(Data pulled from a collection)
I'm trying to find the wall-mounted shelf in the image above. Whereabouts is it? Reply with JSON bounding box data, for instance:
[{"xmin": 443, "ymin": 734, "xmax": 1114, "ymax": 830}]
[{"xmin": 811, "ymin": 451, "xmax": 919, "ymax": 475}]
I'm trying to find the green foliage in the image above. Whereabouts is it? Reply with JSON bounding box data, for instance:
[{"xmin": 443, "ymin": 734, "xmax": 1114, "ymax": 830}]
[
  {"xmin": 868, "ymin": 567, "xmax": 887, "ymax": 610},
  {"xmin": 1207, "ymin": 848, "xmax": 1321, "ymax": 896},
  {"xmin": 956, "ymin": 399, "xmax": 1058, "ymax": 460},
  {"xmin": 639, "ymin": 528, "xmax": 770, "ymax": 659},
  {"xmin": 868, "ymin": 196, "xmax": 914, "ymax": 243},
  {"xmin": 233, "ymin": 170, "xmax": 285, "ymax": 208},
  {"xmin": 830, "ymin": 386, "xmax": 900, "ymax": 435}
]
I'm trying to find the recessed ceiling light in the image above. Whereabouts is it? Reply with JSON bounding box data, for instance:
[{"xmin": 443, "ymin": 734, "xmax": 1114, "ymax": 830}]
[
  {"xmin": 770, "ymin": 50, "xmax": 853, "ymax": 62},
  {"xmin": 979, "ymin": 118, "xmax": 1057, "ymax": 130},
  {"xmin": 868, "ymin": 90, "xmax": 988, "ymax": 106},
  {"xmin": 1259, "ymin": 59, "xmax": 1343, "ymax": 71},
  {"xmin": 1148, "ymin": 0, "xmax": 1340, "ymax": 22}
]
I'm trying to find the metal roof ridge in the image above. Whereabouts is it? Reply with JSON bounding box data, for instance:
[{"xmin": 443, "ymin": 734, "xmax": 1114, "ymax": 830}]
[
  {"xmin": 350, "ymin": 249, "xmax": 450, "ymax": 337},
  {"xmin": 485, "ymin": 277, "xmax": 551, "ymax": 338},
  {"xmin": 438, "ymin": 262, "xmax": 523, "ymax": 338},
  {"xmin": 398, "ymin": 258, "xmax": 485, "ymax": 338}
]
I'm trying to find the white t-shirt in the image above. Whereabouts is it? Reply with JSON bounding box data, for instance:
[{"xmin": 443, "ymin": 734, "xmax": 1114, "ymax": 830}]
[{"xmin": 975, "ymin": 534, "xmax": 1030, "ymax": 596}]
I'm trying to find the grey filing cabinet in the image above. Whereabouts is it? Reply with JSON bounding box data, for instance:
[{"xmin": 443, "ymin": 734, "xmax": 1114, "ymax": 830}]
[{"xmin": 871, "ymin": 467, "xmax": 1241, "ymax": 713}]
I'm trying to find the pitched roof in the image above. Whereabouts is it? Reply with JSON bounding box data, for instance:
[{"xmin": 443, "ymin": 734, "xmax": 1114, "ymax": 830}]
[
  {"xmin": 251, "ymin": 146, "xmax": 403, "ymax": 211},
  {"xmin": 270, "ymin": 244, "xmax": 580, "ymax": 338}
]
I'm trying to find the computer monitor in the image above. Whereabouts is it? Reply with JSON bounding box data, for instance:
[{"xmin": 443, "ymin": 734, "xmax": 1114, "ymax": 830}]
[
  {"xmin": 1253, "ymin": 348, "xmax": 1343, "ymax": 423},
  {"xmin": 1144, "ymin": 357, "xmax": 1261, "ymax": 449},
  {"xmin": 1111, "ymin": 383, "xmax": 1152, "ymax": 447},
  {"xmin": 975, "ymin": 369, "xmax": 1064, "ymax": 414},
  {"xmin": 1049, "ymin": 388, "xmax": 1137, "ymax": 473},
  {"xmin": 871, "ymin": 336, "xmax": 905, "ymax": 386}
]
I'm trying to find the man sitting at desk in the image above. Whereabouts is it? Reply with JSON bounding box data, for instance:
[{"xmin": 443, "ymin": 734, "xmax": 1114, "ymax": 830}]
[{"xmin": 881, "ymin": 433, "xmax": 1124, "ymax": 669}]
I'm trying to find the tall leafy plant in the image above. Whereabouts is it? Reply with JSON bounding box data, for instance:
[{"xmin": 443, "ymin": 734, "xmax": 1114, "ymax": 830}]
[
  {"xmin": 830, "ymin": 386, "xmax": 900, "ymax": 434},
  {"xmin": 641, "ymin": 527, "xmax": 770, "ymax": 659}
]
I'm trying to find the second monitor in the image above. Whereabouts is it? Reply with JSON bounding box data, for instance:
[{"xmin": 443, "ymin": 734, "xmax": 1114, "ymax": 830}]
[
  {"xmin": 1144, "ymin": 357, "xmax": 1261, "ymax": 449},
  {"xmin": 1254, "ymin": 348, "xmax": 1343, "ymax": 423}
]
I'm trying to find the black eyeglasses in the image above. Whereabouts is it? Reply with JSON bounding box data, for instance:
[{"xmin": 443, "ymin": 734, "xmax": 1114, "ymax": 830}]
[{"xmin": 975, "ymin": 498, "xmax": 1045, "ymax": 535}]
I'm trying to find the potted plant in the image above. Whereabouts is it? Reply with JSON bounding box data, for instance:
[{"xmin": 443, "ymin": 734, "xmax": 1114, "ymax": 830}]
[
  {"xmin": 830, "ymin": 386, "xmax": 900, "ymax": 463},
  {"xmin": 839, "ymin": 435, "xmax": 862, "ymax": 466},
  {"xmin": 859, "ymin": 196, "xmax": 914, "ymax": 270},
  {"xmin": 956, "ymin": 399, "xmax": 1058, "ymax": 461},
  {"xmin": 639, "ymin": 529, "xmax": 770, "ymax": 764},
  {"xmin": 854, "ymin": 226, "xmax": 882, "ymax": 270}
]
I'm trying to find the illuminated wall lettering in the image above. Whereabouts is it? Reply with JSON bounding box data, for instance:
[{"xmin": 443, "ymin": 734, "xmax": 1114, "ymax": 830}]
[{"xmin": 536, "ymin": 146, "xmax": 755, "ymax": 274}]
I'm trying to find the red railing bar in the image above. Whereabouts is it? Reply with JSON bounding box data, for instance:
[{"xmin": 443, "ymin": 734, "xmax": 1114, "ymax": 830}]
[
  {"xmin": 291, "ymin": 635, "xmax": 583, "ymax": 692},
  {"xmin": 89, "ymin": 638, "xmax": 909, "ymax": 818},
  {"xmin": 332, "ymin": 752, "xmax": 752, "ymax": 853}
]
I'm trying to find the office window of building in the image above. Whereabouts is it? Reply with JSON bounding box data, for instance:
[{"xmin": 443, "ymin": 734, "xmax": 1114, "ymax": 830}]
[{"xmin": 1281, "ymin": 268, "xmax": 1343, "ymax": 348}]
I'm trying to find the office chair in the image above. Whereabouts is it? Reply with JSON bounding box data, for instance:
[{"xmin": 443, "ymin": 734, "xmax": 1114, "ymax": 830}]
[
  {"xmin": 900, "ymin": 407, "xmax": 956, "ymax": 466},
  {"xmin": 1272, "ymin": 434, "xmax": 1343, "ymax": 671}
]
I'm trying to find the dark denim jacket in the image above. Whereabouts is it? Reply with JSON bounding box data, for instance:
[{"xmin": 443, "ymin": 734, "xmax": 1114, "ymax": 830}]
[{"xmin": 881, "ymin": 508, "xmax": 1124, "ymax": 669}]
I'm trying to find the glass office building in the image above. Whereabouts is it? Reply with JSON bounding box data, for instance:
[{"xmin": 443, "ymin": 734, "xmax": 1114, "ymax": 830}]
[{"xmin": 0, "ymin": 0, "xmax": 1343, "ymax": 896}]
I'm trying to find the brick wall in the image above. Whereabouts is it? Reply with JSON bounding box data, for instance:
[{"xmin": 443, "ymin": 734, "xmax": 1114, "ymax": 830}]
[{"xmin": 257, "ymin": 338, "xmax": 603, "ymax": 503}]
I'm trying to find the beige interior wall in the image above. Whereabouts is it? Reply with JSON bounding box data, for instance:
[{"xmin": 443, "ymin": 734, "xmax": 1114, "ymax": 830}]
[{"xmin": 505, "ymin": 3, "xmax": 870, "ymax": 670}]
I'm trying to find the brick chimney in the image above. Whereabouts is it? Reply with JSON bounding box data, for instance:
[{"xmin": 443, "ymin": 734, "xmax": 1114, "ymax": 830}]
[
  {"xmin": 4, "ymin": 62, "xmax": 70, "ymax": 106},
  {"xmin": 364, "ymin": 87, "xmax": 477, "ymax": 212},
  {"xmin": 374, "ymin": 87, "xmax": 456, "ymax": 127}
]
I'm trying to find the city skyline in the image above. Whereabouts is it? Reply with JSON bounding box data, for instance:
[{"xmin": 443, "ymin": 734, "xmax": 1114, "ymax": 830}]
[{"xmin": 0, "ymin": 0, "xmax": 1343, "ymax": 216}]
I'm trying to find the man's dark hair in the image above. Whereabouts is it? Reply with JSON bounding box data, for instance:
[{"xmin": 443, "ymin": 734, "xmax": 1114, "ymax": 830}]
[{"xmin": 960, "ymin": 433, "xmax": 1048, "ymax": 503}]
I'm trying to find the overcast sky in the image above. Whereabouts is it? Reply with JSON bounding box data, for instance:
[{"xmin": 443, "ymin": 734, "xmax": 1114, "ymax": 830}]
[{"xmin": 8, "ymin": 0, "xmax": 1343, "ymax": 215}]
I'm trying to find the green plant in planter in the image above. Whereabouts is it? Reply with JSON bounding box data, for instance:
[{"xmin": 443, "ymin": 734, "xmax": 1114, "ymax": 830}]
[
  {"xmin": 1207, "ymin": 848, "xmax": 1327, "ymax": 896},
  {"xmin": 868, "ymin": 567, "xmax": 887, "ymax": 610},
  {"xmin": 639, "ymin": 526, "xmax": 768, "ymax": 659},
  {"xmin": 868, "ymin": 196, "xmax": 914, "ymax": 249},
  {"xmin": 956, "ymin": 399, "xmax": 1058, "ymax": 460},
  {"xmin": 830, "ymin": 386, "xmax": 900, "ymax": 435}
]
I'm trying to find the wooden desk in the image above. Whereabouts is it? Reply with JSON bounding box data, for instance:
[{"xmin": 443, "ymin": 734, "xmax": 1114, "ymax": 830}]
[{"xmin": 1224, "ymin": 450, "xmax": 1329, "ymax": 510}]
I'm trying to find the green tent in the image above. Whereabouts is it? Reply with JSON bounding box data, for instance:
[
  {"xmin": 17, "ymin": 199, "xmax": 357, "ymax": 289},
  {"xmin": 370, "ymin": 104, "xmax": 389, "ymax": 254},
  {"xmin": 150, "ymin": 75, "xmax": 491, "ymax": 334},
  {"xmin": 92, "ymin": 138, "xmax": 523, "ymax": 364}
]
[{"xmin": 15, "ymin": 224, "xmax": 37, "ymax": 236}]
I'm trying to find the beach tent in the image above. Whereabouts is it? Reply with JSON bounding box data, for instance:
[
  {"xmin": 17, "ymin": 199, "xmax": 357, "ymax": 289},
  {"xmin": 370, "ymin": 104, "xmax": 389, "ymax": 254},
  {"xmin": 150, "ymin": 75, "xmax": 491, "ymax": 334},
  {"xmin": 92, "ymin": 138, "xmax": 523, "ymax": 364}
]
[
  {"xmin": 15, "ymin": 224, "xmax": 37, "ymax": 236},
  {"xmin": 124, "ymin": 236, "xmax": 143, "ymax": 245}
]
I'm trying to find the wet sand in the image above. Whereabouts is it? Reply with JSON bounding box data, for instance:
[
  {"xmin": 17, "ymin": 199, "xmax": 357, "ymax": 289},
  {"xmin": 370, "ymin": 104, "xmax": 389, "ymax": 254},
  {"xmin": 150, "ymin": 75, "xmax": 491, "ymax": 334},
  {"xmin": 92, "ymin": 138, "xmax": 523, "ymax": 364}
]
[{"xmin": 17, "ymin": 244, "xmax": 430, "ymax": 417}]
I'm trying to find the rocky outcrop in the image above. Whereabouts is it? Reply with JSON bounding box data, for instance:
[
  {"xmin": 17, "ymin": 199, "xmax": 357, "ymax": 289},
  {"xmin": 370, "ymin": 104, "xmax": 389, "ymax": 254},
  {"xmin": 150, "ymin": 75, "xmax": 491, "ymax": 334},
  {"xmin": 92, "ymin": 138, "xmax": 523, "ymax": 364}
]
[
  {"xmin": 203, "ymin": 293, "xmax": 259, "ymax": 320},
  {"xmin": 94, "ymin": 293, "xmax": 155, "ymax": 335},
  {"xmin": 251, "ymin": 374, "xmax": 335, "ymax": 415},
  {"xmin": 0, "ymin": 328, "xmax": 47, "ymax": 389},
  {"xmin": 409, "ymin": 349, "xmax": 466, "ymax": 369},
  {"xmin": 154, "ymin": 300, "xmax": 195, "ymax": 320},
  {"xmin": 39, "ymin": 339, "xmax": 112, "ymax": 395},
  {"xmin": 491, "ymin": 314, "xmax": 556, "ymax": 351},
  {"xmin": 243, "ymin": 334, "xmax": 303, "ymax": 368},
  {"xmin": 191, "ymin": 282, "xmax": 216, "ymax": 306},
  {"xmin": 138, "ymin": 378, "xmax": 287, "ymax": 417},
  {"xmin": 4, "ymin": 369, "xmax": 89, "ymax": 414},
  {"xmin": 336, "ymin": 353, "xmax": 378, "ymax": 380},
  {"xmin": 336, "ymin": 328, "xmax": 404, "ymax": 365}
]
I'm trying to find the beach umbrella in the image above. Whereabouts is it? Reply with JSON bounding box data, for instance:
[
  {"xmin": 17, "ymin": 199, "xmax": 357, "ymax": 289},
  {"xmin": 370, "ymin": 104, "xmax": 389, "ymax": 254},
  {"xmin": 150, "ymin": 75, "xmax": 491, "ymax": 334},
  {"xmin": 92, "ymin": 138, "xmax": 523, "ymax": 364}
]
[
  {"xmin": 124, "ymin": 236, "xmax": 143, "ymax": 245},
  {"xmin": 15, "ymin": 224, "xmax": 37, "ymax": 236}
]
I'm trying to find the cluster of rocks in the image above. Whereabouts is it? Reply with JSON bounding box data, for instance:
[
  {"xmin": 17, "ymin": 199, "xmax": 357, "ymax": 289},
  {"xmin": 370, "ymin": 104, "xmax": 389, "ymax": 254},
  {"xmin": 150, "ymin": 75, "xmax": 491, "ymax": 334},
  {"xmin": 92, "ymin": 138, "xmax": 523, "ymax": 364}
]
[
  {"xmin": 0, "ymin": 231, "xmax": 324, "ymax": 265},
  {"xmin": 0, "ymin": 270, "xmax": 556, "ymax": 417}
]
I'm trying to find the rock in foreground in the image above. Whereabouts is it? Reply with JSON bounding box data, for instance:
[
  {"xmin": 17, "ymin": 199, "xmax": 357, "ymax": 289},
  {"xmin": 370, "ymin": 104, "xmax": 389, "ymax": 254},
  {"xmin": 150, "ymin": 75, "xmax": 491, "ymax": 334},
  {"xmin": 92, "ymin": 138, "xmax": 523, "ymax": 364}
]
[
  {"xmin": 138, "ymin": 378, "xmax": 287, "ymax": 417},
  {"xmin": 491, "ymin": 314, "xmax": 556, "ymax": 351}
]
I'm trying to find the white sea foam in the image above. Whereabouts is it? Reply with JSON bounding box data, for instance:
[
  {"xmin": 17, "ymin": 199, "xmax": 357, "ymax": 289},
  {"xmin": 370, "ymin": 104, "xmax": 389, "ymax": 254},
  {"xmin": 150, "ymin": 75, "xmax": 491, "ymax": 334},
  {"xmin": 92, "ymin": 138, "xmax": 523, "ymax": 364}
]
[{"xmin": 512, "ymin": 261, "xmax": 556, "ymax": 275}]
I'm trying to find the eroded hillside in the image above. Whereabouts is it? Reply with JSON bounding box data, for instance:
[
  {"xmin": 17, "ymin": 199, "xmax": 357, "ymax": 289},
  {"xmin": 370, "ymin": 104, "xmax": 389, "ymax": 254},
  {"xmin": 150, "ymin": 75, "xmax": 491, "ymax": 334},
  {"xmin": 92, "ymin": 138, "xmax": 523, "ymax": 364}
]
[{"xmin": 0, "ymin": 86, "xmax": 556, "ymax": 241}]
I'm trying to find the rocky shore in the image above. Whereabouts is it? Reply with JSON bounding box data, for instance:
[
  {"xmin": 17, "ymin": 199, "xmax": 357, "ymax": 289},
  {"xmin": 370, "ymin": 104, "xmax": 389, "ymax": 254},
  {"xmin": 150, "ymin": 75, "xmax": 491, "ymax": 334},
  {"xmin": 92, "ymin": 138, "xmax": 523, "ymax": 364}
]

[STATED GOAL] Locate every line in the records above that contains the word "brick", and copy each of those lines.

[WRITTEN SOLUTION]
I'm trying to find the brick wall in the image above. Whereabouts is it? Reply with JSON bounding box data, for instance:
I'm trying to find the brick chimney in the image above. Whereabouts is it? Reply with JSON bounding box data, for instance:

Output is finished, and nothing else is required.